INSTRUCTION 1: According to the passage on Italy's post-Monti government, which part of the Italian economy is still thriving?
INSTRUCTION 2: From the passage on Italy's post-Monti government, quote the text from "However, to renegotiate" up to and including "actually means Monti.".

PROVIDED PASSAGE:
From a more pragmatic point of view, the new Italian government needs to develop a European strategy to avoid a deeper recession and avert the dangerous debt-deflation spiral that is underway. Since fiscal policy cannot be used, monetary policy is not available at a national level and structural reforms are not helping stop the economy’s decline, Italy needs an external stimulus coming from a growth initiative in Europe. The export oriented industrial sector is still thriving and would profit from an increase in the economic activity abroad. Consequently, in order to restore growth, Italy needs to change the nature of the current economic cooperation in the euro area that is based solely on preventive distrust and fiscal austerity. This has clearly proved not to work and is deepening–not alleviating–the fiscal crisis. Furthermore the spiral of austerity is drawing in all of Europe. Even the stronger economies, from the Netherlands to Germany, are now balking. So a new Italian government will have to reconsider the way the euro area deals, or does not deal, with its depressed level of activity.

However, to renegotiate the European framework, a government must be credible in Brussels. And in order to be credible there it needs to conduct credible policies at home. In the current juncture, for instance, if President Hollande had a balanced budget, he would be politically stronger than Chancellor Merkel. In order to be effective in Brussels, a “non-Monti” government in Italy would wind up behaving more or less the same way as the real Monti government. Perhaps it would enjoy even less wiggle room, as it will have to build its own credibility from scratch. For this reason, political analysts in Italy believe that no matter the government “post-Monti”, it actually means Monti.

ENTRIES PROVIDED:
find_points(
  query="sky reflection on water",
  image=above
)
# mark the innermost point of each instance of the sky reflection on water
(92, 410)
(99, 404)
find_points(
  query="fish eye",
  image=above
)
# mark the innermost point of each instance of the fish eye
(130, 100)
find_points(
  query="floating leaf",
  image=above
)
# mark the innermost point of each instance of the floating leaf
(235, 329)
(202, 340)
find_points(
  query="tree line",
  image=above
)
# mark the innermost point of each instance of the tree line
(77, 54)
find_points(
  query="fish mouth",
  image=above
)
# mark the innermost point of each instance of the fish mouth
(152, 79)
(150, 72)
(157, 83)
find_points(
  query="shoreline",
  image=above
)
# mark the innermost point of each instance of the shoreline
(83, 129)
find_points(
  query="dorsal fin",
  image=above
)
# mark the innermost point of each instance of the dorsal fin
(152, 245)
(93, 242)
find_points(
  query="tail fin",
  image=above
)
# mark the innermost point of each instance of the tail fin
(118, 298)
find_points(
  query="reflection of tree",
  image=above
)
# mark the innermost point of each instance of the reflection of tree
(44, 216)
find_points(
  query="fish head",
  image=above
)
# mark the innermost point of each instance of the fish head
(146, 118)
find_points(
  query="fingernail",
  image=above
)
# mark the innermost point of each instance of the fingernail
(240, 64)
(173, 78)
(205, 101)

==

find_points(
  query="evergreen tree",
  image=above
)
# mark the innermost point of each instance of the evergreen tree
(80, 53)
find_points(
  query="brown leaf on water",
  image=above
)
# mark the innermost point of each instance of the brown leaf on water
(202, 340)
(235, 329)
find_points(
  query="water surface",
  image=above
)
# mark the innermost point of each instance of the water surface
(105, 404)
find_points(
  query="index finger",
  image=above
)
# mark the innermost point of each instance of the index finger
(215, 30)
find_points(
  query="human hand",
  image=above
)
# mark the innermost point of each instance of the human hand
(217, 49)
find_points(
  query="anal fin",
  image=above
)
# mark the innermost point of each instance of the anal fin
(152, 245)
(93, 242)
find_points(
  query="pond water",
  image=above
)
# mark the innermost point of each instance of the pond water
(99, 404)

---

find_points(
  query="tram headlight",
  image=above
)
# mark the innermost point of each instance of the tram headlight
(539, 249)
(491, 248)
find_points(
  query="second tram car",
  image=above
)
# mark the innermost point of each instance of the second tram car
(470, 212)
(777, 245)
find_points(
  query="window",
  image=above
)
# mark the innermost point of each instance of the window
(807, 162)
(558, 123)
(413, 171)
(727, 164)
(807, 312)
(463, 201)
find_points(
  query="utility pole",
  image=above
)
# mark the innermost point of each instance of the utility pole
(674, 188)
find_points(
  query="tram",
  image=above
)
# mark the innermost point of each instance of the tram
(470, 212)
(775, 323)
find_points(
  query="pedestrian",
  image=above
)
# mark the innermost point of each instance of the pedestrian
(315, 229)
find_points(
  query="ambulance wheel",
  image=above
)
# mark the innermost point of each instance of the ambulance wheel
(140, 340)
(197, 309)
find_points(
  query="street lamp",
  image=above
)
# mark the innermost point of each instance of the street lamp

TASK RESULT 1: The export oriented industrial sector.

TASK RESULT 2:
However, to renegotiate the European framework, a government must be credible in Brussels. And in order to be credible there it needs to conduct credible policies at home. In the current juncture, for instance, if President Hollande had a balanced budget, he would be politically stronger than Chancellor Merkel. In order to be effective in Brussels, a “non-Monti” government in Italy would wind up behaving more or less the same way as the real Monti government. Perhaps it would enjoy even less wiggle room, as it will have to build its own credibility from scratch. For this reason, political analysts in Italy believe that no matter the government “post-Monti”, it actually means Monti.